Retrieve The Latest Twitter Trends

Here’s a simple and short tutorial on how to retrieve Twitter trends. We will be using PHP and Twitter’s API to retrieve the latest trends. You can publish the trends on your website, blog or any application you are working on. So, let’s get started.

Twitter has made trends available to anyone via API calls. The url of the API is: http://search.twitter.com/trends.json. Trends is also available in XML, but we will use JSON in this example.

To retrieve the string of data, we will use a PHP command called file_get_contents. We will suppress errors by placing an @ sign in front of file_get_contents. We will assign the string to a variable called $contents. So this is what we have so far.

$contents = @file_get_contents("http://search.twitter.com/trends.json");

$contents = @file_get_contents("http://search.twitter.com/trends.json");

Next, we will check if we have the correct response from the http_header. We will check for the code “200”, meaning we have a valid response. We will use the PHP command called strpos to find the needle in the haystack. The needle in this case is “200.” We will look for it starting at position “0.” The format is going to be like this.

$contents = @file_get_contents("http://search.twitter.com/trends.json");
if (strpos($http_response_header[0], "200")) {
  echo "ok";
} else {
  echo "fail"
}

$contents = @file_get_contents("http://search.twitter.com/trends.json"); if (strpos($http_response_header[0], "200")) { echo "ok"; } else { echo "fail" }

Ok, so we now have a JSON string assigned to the variable named $contents. We just need to decode it using the PHP command called “json_decode” and assign it to the $json array variable. Next, we will run a foreach contruct to echo each trend name.

Tasks to carry out:
A - List every function the Twitter trends tutorial calls a "PHP command."
B - Print the part of the Twitter trends tutorial starting with "Ok, so we now" and going on through "each trend name.".

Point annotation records
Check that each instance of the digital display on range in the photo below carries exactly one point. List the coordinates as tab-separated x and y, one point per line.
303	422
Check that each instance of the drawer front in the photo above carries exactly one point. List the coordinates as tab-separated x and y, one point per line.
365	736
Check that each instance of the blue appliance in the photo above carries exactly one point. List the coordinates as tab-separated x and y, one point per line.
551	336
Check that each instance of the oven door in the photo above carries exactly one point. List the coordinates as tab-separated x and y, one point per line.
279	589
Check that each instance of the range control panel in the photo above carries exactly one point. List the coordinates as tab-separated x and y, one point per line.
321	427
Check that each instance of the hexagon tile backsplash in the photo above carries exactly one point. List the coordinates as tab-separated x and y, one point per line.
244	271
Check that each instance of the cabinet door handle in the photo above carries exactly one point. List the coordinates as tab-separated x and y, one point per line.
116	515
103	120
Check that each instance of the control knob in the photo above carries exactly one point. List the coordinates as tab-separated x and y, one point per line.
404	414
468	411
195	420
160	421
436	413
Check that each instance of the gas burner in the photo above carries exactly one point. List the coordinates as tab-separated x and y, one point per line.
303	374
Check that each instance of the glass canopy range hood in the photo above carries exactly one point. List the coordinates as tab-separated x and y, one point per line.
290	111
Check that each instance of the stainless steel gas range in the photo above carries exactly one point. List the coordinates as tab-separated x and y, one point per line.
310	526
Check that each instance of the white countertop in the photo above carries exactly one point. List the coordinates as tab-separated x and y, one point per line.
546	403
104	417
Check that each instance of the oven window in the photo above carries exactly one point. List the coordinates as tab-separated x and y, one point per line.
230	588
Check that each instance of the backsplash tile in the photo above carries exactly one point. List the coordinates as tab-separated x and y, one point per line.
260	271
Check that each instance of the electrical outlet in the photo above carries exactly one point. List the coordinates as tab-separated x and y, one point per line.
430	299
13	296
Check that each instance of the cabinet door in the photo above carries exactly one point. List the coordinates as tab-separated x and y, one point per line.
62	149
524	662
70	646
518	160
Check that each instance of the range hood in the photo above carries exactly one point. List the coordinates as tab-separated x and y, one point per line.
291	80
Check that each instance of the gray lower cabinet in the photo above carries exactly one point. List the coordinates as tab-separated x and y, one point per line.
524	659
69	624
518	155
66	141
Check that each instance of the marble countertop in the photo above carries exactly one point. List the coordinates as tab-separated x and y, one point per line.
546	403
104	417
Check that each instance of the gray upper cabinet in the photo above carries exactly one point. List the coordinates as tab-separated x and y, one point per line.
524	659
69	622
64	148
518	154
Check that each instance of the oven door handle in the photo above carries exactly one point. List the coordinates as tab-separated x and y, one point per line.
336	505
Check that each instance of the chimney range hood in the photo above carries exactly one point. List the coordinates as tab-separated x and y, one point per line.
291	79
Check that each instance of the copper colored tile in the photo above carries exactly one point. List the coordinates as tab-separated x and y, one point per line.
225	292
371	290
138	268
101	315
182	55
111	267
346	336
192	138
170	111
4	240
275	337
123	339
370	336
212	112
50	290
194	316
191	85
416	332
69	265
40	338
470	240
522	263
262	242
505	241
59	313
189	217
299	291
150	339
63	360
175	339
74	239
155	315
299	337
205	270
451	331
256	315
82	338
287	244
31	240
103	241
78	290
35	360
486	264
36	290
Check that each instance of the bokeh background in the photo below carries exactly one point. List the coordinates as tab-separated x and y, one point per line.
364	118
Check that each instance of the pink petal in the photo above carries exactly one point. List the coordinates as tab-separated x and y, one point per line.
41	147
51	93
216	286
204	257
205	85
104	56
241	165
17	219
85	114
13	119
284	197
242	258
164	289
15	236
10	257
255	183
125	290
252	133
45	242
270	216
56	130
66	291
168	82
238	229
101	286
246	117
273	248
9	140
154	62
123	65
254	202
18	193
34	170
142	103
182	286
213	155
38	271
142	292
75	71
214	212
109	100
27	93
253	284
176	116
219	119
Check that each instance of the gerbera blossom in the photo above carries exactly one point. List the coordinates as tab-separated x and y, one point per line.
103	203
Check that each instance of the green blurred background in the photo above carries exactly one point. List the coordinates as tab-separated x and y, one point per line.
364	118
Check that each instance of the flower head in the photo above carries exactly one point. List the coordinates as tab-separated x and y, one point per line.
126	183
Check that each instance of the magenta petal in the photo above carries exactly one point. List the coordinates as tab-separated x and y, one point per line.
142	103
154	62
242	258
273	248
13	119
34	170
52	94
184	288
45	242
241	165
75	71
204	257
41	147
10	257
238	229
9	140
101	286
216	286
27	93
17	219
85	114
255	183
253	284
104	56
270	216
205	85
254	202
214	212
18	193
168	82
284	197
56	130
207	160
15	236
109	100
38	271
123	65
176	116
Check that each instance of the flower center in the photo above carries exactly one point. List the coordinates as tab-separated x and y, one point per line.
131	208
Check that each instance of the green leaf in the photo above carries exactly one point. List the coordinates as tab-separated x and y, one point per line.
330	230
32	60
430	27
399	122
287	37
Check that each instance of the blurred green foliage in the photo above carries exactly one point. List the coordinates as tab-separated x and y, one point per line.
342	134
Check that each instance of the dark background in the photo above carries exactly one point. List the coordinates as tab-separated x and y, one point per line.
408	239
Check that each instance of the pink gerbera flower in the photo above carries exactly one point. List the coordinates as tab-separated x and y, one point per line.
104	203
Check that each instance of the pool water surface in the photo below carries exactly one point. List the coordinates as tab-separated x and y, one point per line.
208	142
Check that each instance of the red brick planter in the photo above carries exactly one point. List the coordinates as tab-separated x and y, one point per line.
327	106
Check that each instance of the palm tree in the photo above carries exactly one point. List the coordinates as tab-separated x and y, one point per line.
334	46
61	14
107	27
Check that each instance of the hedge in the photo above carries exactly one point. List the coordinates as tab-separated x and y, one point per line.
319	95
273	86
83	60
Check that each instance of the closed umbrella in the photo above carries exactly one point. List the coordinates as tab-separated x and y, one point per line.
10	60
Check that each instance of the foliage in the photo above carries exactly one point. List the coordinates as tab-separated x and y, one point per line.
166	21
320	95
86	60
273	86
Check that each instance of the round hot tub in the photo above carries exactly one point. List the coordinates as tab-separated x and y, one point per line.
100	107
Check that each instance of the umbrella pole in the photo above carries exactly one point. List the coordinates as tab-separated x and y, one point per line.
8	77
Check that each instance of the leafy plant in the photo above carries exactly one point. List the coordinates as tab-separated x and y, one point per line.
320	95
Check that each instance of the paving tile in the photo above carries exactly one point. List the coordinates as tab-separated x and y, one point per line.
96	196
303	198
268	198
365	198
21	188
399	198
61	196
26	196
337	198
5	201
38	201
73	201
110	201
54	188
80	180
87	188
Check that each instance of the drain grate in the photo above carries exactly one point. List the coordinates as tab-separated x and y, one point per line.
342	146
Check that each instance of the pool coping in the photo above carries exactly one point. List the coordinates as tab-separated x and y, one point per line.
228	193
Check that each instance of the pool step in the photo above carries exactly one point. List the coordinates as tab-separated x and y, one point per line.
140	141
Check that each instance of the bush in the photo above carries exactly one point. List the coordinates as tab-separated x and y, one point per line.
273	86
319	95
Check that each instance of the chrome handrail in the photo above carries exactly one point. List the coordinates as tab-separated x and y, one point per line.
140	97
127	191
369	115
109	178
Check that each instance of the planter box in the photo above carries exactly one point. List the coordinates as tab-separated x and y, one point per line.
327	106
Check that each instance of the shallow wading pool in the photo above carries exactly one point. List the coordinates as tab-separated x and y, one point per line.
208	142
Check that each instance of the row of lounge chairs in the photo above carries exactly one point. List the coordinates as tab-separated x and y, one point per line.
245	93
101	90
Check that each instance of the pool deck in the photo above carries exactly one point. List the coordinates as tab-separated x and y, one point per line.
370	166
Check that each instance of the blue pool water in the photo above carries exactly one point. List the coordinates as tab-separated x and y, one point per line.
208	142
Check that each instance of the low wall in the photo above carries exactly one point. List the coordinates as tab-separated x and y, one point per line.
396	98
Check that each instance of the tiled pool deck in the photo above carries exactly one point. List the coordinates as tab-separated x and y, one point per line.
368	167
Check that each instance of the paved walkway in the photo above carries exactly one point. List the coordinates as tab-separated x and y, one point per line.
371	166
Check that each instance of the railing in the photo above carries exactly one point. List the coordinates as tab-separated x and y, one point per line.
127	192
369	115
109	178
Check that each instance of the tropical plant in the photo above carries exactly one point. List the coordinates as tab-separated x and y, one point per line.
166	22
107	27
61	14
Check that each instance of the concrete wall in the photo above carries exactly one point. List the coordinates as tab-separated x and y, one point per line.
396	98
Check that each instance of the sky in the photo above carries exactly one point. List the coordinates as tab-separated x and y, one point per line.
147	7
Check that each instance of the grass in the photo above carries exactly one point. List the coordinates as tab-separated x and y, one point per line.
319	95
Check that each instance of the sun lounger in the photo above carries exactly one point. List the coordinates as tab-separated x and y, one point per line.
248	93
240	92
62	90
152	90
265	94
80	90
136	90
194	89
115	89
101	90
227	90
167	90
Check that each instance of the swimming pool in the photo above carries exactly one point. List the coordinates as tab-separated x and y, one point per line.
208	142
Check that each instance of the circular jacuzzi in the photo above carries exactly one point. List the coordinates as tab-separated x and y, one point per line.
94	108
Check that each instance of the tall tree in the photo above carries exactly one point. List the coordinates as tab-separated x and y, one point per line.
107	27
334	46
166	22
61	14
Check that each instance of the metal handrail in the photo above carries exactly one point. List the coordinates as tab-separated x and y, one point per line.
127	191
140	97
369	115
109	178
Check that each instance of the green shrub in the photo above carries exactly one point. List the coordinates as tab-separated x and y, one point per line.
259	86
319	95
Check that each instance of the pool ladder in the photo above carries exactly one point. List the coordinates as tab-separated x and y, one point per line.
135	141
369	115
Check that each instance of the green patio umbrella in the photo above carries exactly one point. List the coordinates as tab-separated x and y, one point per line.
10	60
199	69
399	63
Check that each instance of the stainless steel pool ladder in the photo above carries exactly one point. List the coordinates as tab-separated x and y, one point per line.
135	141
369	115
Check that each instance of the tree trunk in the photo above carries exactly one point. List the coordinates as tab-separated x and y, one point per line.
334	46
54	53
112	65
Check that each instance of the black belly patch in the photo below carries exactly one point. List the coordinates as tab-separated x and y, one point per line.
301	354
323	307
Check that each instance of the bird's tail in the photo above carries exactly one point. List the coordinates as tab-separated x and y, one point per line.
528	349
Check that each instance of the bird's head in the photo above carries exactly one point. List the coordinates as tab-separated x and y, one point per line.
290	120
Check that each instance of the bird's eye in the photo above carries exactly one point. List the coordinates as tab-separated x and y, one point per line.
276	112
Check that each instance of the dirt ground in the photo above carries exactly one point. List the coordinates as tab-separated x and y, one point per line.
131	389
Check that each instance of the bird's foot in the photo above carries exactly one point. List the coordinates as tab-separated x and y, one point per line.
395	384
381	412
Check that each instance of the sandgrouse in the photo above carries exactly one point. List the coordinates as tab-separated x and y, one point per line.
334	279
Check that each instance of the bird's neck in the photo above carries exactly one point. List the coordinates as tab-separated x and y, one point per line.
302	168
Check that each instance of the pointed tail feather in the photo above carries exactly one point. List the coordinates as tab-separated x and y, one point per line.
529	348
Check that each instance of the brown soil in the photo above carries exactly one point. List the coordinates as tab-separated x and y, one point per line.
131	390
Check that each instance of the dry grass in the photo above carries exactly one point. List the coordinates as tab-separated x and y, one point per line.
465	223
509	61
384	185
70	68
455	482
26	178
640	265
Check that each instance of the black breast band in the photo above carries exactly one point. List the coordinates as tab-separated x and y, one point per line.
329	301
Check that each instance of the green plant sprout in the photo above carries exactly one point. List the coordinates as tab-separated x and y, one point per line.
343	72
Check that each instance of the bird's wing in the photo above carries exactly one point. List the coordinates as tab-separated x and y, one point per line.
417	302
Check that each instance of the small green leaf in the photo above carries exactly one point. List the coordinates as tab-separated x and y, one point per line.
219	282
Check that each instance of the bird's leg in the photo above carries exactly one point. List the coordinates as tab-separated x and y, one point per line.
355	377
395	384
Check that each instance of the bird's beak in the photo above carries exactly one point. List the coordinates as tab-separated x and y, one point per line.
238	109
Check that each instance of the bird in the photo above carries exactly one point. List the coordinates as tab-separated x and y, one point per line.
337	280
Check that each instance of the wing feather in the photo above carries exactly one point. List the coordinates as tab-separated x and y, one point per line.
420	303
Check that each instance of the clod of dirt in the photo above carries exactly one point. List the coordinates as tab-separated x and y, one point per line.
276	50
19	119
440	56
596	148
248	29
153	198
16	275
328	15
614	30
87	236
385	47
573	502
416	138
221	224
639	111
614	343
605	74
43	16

Responses in order:
A - file_get_contents, strpos, json_decode

B -
Ok, so we now have a JSON string assigned to the variable named $contents. We just need to decode it using the PHP command called “json_decode” and assign it to the $json array variable. Next, we will run a foreach contruct to echo each trend name.